━━━━━ Records for this exercise ━━━━━

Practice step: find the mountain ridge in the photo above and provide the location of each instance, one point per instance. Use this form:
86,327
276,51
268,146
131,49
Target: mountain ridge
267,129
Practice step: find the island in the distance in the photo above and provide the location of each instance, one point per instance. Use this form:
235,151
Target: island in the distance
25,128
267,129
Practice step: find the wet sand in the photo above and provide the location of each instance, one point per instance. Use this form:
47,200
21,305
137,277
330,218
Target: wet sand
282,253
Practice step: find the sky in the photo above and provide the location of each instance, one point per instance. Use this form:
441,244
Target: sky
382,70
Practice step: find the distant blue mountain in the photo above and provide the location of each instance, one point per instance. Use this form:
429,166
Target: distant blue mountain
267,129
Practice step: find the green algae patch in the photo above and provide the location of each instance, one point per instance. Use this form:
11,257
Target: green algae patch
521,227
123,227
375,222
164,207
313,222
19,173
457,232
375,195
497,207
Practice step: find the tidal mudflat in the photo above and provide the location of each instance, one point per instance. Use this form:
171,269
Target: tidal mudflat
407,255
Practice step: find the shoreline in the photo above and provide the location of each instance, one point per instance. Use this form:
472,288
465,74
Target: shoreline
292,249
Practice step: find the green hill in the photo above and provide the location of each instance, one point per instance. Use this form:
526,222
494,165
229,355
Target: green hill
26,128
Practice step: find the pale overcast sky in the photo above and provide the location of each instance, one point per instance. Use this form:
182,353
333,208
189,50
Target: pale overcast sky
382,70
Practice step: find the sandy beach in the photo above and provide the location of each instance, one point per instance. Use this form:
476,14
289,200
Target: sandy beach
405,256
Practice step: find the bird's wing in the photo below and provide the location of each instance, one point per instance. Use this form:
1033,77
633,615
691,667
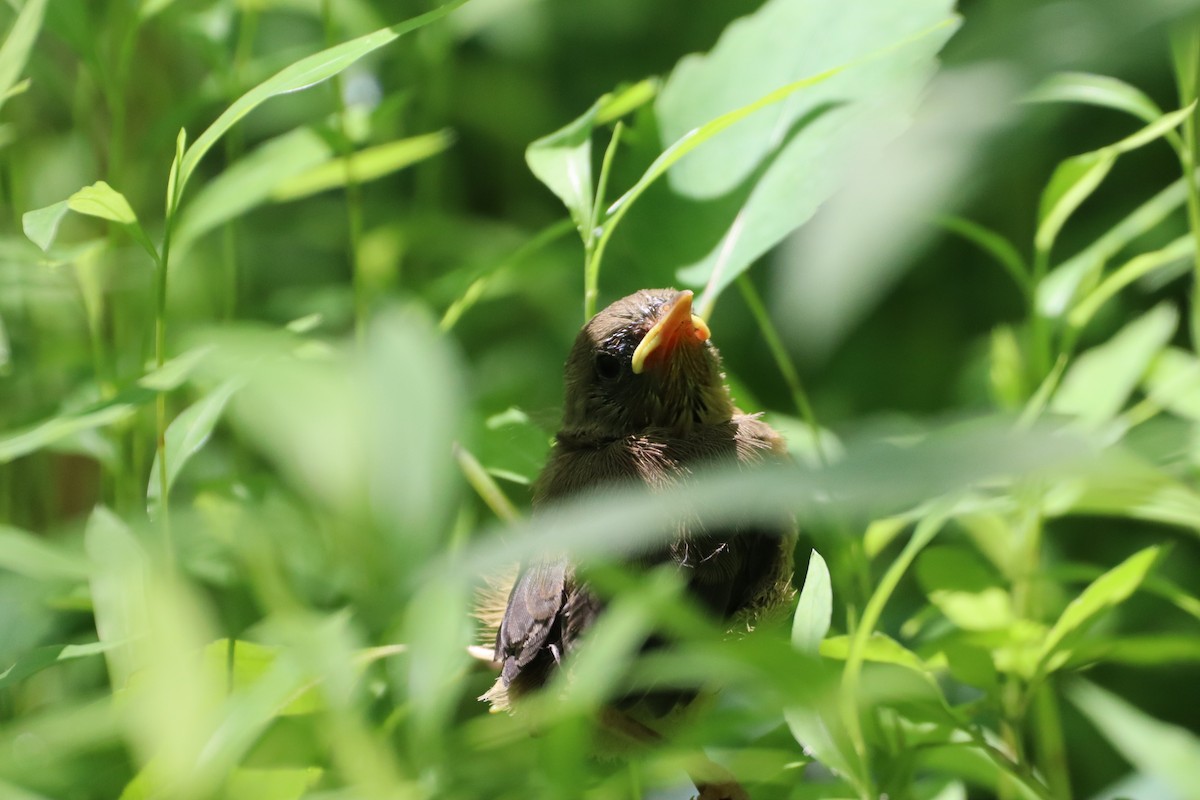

━━━━━

Aim of the task: Put the lines above into a Markdown table with two columns, No. and Line, giving each row a number. Leave out blank lines and pictures.

The solution:
| No. | Line |
|---|---|
| 1 | Practice step: find the mountain ridge in the photo above and provide the location of each instance, one point per instance. Use this form: |
| 2 | 86,327 |
| 3 | 276,51 |
| 4 | 268,146 |
| 5 | 131,49 |
| 6 | Target: mountain ridge |
| 7 | 267,129 |
| 8 | Practice step: find the island in the distance in the photo above and provide the location of each instance, one point per instance. Use this form: |
| 9 | 235,151 |
| 10 | Target: island in the distance |
| 11 | 25,128 |
| 12 | 267,129 |
| 13 | Practice step: find the wet sand in the photo above and provide the location of each instance, one point per instance. Use this form: |
| 14 | 47,200 |
| 15 | 21,305 |
| 16 | 137,277 |
| 17 | 330,218 |
| 18 | Target: wet sand |
| 19 | 282,253 |
| 20 | Practice step: find the sky in the photo above and provide the location of each instance, one point per instance. Use this form: |
| 21 | 441,244 |
| 22 | Target: sky |
| 23 | 382,70 |
| 24 | Practice step: find the distant blue mountain in the photo above and provide the location of each instance, one point per instance. Use this form: |
| 25 | 429,166 |
| 26 | Target: distant blue mountain |
| 27 | 267,129 |
| 28 | Practice step: find the green algae patch in the photo above and provide the location of each instance, one point per instance. Use this form: |
| 29 | 11,257 |
| 30 | Target: green algae patch |
| 31 | 521,227 |
| 32 | 123,227 |
| 33 | 375,222 |
| 34 | 164,207 |
| 35 | 313,222 |
| 36 | 19,173 |
| 37 | 457,232 |
| 38 | 375,195 |
| 39 | 497,207 |
| 40 | Practice step: find the tidal mudflat in the photo above and provide the location of each instance, one point per instance. Use this form: |
| 41 | 171,269 |
| 42 | Target: tidal mudflat |
| 43 | 407,255 |
| 44 | Practice step: find the shoreline in the photo above and provide the location of each instance, one point per instance. Use this form: |
| 45 | 472,288 |
| 46 | 465,74 |
| 47 | Target: shoreline |
| 48 | 292,249 |
| 49 | Practice step: find the green hill in the photo above and provide the location of each instance, one point per instance. Use this form: |
| 50 | 526,222 |
| 51 | 494,165 |
| 52 | 229,355 |
| 53 | Target: green hill |
| 54 | 26,128 |
| 55 | Practice step: find the pale overcast sky in the photo above and provide the location of each instance, one point per instance. Use this form: |
| 56 | 182,353 |
| 57 | 333,208 |
| 58 | 189,50 |
| 59 | Target: pale overcast sky |
| 60 | 382,70 |
| 61 | Practice step: find the sandy beach in the photo above and provide the location of each instance, one point per instance. Use this form: |
| 62 | 476,14 |
| 63 | 289,200 |
| 64 | Target: sandy beach |
| 65 | 405,256 |
| 66 | Practice step: find the bird's wing in the photo below and provide the location of each instance, one point per instance. Use this form: |
| 67 | 1033,77 |
| 68 | 633,615 |
| 69 | 691,667 |